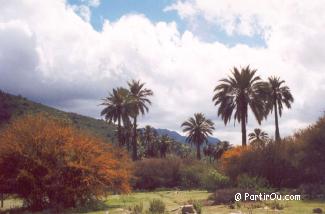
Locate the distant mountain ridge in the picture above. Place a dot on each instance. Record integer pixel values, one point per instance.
(18, 105)
(180, 138)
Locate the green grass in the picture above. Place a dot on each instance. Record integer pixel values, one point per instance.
(118, 204)
(174, 199)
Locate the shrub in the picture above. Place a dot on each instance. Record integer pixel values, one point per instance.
(273, 162)
(215, 180)
(312, 191)
(157, 173)
(275, 204)
(157, 206)
(197, 206)
(226, 196)
(192, 176)
(48, 163)
(174, 172)
(251, 182)
(137, 209)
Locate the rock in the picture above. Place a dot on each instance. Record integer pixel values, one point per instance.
(317, 210)
(188, 209)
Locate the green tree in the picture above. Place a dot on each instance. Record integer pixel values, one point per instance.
(140, 100)
(164, 145)
(117, 108)
(258, 137)
(279, 95)
(198, 128)
(236, 94)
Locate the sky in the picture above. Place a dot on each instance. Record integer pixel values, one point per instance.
(69, 54)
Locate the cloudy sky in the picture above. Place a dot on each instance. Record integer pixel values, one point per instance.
(70, 54)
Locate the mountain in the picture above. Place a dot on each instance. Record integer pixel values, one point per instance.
(180, 138)
(15, 106)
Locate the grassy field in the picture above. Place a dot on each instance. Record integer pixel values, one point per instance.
(174, 199)
(119, 204)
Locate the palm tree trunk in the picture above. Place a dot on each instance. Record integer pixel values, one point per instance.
(119, 138)
(2, 197)
(277, 132)
(198, 152)
(134, 141)
(243, 130)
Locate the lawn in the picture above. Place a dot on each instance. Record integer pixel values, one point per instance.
(118, 204)
(174, 199)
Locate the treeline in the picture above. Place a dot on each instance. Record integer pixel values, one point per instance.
(294, 161)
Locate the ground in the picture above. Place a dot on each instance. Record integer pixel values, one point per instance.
(118, 204)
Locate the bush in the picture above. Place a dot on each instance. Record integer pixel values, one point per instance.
(215, 180)
(174, 172)
(275, 204)
(271, 162)
(250, 182)
(49, 164)
(157, 206)
(157, 173)
(197, 206)
(137, 209)
(312, 191)
(226, 196)
(193, 175)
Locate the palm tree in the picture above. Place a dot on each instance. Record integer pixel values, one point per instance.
(279, 95)
(258, 137)
(164, 145)
(140, 101)
(117, 107)
(198, 128)
(221, 148)
(236, 94)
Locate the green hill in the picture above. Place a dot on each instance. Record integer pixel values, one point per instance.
(12, 106)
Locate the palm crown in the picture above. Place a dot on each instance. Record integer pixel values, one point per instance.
(140, 103)
(117, 108)
(279, 96)
(198, 128)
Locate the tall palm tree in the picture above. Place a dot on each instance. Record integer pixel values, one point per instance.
(140, 103)
(117, 108)
(221, 148)
(279, 95)
(236, 94)
(198, 128)
(164, 145)
(258, 137)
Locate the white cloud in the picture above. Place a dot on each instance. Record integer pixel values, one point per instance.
(51, 54)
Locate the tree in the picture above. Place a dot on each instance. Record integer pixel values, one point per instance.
(149, 140)
(238, 92)
(221, 148)
(48, 163)
(140, 102)
(164, 145)
(117, 108)
(258, 137)
(279, 95)
(198, 128)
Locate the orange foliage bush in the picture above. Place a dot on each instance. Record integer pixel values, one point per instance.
(48, 163)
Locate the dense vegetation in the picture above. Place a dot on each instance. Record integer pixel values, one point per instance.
(48, 163)
(69, 155)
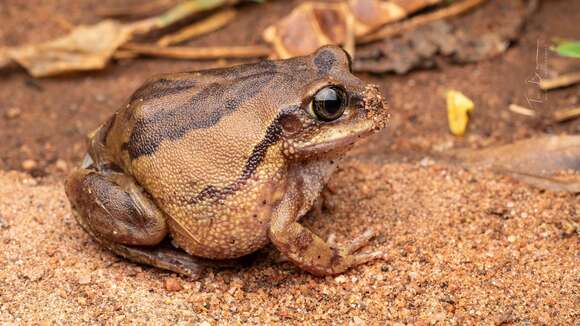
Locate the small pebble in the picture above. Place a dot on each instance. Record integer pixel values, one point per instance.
(172, 284)
(29, 165)
(84, 279)
(12, 113)
(340, 279)
(61, 165)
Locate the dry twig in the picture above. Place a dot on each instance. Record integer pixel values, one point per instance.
(183, 52)
(204, 26)
(560, 81)
(522, 110)
(567, 114)
(404, 26)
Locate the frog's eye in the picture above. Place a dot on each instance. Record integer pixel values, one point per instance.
(328, 103)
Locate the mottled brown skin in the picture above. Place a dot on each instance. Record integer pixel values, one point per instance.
(224, 161)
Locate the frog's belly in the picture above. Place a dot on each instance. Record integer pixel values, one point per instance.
(231, 227)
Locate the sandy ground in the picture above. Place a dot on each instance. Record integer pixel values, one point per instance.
(465, 247)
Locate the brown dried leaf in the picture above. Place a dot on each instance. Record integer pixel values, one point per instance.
(313, 24)
(84, 48)
(533, 161)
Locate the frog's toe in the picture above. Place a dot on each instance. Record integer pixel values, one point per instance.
(359, 242)
(364, 258)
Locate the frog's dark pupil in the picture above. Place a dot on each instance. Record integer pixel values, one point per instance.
(329, 103)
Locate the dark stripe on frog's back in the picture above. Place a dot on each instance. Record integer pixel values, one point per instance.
(164, 86)
(258, 154)
(204, 109)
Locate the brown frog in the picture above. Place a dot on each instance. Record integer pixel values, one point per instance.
(225, 161)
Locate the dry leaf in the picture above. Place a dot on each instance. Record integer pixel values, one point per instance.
(91, 47)
(85, 48)
(534, 161)
(313, 24)
(458, 108)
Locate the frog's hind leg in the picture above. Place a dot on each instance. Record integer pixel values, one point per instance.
(116, 211)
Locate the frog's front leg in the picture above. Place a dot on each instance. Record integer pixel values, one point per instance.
(116, 211)
(306, 249)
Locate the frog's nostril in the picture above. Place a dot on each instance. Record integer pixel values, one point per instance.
(290, 124)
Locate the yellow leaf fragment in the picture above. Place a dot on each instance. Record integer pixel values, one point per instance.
(458, 107)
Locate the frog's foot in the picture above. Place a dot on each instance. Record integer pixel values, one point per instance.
(164, 258)
(116, 211)
(309, 251)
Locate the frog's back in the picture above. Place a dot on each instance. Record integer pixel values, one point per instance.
(201, 145)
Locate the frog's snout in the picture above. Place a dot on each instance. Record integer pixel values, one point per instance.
(376, 106)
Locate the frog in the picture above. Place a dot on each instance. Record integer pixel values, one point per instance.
(214, 165)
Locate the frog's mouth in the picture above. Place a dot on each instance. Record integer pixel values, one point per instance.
(335, 139)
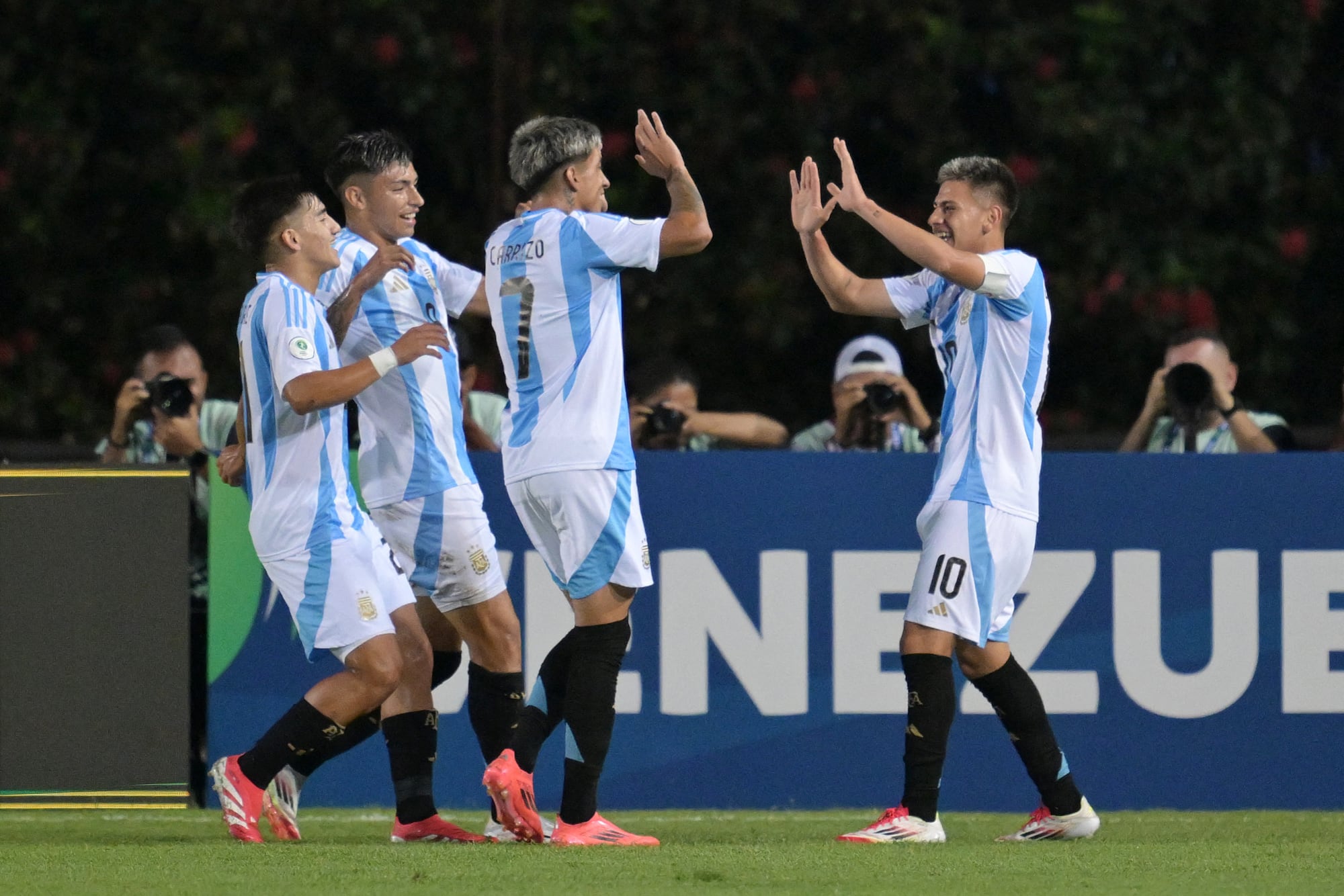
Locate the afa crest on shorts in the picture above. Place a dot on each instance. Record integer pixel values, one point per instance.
(480, 564)
(368, 609)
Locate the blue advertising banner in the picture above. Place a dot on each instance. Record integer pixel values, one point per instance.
(1183, 619)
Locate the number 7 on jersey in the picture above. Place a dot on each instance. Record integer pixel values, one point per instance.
(522, 287)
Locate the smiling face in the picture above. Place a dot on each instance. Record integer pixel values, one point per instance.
(589, 183)
(385, 206)
(966, 218)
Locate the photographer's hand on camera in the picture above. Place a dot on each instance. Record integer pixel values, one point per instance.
(181, 436)
(1155, 404)
(130, 408)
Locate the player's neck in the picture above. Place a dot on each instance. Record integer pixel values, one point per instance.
(561, 199)
(299, 273)
(365, 230)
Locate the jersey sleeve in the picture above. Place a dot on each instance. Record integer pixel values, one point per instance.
(296, 337)
(458, 283)
(915, 296)
(1007, 275)
(615, 242)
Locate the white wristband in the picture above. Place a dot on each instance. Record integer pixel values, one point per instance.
(385, 361)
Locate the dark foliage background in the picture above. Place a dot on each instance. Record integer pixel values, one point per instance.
(1181, 159)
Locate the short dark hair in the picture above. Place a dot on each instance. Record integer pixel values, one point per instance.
(546, 144)
(1194, 335)
(983, 173)
(661, 373)
(261, 206)
(159, 341)
(366, 152)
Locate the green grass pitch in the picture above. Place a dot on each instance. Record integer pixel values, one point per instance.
(776, 852)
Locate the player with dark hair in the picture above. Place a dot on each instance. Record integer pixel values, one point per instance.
(331, 565)
(989, 319)
(416, 476)
(553, 283)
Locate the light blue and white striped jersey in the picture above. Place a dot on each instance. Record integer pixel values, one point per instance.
(994, 347)
(411, 422)
(554, 287)
(298, 464)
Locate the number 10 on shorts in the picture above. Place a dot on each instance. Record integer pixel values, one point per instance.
(943, 577)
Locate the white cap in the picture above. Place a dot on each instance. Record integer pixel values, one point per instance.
(868, 354)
....................
Each line from the one with "Locate the light" through the last line of the records must be written out word for word. Include nothing else.

### Exercise response
Locate the light blue and white striped jersey in the picture above. Place a dot on each instance. Record integer pixel values, one point per instance.
(994, 347)
(411, 422)
(554, 287)
(298, 464)
Locate the number 10 on shorts in the picture above. Place a dot on each instance. Record integer pixel values, one point per instance.
(943, 577)
Locate the white cap in the picture above. Place a dot on each instance. Record integer pixel values, one point per instance.
(868, 354)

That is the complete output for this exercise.